### Problem requirements
Copy out each line below that has the word "reflection" in it.

Supplied material Block Start

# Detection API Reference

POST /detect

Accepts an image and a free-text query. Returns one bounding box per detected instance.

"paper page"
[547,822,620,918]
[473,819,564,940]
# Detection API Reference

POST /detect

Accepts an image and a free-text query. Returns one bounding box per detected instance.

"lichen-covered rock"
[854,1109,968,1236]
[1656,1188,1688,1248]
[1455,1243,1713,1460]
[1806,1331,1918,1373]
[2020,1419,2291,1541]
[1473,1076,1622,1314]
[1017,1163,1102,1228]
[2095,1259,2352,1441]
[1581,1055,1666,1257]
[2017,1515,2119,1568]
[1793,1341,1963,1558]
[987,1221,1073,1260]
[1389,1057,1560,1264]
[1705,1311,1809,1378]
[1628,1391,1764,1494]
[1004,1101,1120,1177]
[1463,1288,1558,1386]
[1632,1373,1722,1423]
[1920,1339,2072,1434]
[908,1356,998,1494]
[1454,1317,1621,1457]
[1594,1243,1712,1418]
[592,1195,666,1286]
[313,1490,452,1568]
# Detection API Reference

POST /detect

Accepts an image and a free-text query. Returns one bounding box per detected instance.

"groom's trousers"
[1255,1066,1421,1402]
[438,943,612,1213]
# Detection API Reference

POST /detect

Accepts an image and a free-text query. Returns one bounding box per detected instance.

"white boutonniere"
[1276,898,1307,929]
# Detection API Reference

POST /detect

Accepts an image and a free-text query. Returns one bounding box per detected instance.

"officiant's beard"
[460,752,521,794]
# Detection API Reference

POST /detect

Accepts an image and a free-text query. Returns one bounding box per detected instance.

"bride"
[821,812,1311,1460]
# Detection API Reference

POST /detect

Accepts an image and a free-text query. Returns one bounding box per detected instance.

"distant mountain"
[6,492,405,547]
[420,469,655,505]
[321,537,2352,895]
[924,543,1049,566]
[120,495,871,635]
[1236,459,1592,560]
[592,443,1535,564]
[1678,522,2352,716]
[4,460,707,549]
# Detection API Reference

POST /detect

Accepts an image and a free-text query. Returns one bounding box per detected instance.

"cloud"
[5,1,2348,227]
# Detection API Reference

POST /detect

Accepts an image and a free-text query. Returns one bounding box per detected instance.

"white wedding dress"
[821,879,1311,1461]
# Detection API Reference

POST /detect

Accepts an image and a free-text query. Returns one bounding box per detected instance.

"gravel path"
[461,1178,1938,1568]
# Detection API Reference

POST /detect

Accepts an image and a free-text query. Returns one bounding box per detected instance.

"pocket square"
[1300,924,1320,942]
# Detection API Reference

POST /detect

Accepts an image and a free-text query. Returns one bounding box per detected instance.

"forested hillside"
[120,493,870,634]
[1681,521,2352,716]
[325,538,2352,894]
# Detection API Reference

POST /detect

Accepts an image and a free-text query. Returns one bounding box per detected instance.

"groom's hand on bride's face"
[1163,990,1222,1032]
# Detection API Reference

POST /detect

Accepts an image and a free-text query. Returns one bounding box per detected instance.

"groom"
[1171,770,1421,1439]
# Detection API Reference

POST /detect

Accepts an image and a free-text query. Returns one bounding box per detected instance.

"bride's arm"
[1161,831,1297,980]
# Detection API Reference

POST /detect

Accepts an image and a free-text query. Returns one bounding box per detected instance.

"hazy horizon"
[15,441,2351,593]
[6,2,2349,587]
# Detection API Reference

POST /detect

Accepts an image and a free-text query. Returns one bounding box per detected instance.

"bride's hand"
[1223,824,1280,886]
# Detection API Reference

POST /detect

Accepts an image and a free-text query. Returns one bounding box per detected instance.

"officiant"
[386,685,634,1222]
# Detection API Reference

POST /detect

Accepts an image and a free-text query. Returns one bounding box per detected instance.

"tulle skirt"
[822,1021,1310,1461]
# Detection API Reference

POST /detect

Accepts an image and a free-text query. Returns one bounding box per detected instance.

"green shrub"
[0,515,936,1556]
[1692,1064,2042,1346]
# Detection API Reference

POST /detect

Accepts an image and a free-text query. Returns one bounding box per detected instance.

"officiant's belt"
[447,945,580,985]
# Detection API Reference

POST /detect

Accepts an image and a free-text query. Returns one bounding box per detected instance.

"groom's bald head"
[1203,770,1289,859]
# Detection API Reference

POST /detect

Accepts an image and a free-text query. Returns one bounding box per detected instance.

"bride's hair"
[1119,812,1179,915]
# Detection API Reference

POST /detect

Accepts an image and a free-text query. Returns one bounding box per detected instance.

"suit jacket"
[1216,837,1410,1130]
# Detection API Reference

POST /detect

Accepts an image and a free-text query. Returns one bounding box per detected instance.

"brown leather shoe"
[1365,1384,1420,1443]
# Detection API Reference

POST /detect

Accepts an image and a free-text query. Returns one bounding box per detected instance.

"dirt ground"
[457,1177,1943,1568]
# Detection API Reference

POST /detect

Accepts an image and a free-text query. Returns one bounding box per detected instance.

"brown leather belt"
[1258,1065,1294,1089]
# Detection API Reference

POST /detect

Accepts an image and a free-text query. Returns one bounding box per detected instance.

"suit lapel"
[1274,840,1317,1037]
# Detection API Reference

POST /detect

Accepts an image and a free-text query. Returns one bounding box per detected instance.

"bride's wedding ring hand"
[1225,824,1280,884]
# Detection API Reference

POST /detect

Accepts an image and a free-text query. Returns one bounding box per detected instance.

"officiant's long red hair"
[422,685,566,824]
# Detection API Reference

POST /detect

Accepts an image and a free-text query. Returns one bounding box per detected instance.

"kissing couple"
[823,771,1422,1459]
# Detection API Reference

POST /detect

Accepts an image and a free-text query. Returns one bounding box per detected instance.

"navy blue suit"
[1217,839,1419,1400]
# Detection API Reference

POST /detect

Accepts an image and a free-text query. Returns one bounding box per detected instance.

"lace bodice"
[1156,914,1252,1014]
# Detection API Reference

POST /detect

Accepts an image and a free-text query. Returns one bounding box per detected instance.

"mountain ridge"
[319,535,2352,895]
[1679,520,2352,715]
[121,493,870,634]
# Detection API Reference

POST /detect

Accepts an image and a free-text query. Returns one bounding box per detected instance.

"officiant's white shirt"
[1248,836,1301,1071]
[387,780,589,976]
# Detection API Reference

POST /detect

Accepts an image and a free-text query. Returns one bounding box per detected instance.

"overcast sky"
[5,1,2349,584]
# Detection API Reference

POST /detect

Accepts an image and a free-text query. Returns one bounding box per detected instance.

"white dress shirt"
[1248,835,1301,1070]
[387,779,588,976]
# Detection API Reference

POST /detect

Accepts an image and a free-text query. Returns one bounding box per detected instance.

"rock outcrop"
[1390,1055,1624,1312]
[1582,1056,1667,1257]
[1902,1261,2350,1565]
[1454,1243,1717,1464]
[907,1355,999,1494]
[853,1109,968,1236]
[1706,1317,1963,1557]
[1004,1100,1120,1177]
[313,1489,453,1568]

Supplied material Block End
Supplied material Block Start

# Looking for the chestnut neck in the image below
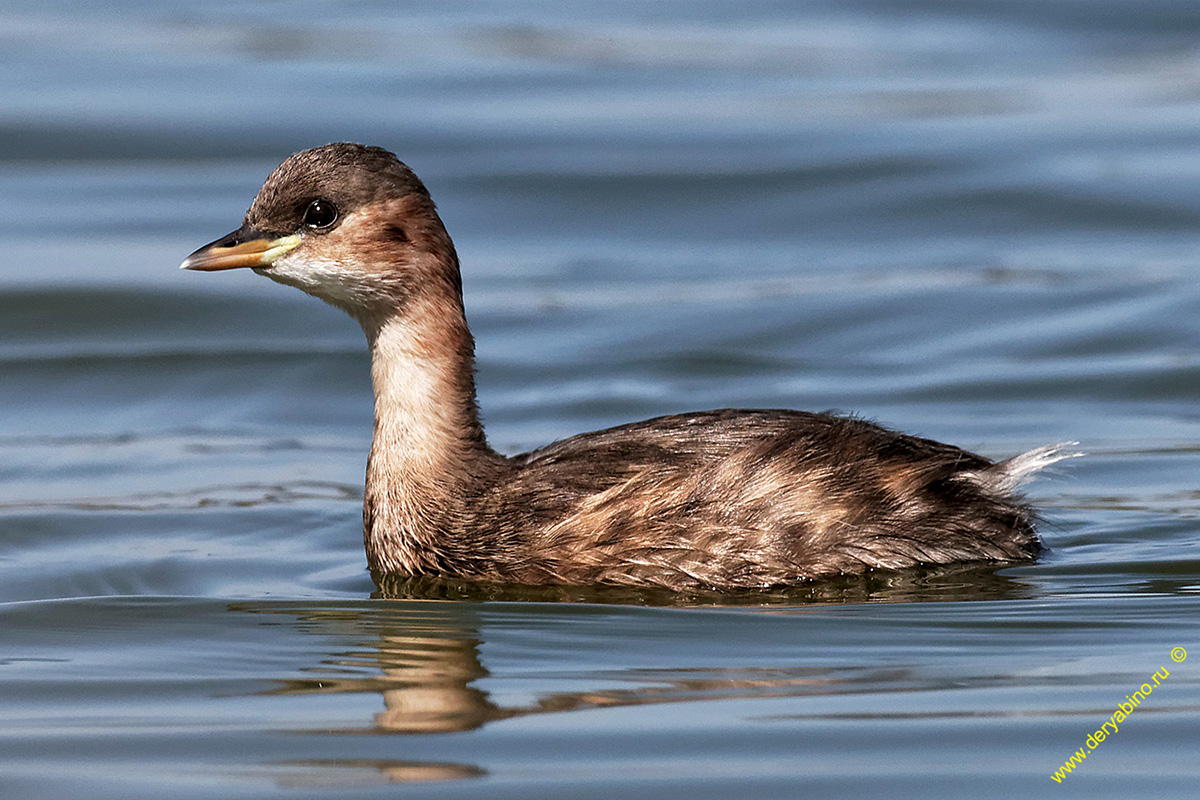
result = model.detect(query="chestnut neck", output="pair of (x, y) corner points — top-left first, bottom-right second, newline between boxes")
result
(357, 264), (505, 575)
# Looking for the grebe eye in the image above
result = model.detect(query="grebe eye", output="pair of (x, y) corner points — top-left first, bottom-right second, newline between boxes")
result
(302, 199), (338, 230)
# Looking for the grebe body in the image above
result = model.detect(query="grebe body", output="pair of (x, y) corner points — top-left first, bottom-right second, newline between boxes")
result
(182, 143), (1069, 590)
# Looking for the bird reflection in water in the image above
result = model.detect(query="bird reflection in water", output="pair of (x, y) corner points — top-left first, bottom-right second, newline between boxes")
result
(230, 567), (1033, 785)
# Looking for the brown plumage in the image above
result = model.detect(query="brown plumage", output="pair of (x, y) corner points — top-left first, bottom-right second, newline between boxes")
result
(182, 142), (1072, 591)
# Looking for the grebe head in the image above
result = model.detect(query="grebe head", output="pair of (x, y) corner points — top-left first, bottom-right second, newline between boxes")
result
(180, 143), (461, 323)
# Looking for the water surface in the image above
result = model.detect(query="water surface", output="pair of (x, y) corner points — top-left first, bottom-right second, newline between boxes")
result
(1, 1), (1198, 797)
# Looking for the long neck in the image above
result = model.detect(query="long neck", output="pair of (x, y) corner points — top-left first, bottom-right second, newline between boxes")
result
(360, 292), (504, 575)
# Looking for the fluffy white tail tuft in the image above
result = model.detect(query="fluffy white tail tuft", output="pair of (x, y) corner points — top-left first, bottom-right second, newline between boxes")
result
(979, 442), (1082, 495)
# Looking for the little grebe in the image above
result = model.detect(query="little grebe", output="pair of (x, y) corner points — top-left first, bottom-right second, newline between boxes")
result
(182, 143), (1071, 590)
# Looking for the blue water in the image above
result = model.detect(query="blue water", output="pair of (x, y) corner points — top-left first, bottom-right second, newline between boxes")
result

Supplied material Block End

### Problem solution
# Looking for the bird reflection in water in the image above
result = model.detect(query="bird reflection in water", output="pair of (x, y) corner points — top-left first, bottom-right second, newline between boxes")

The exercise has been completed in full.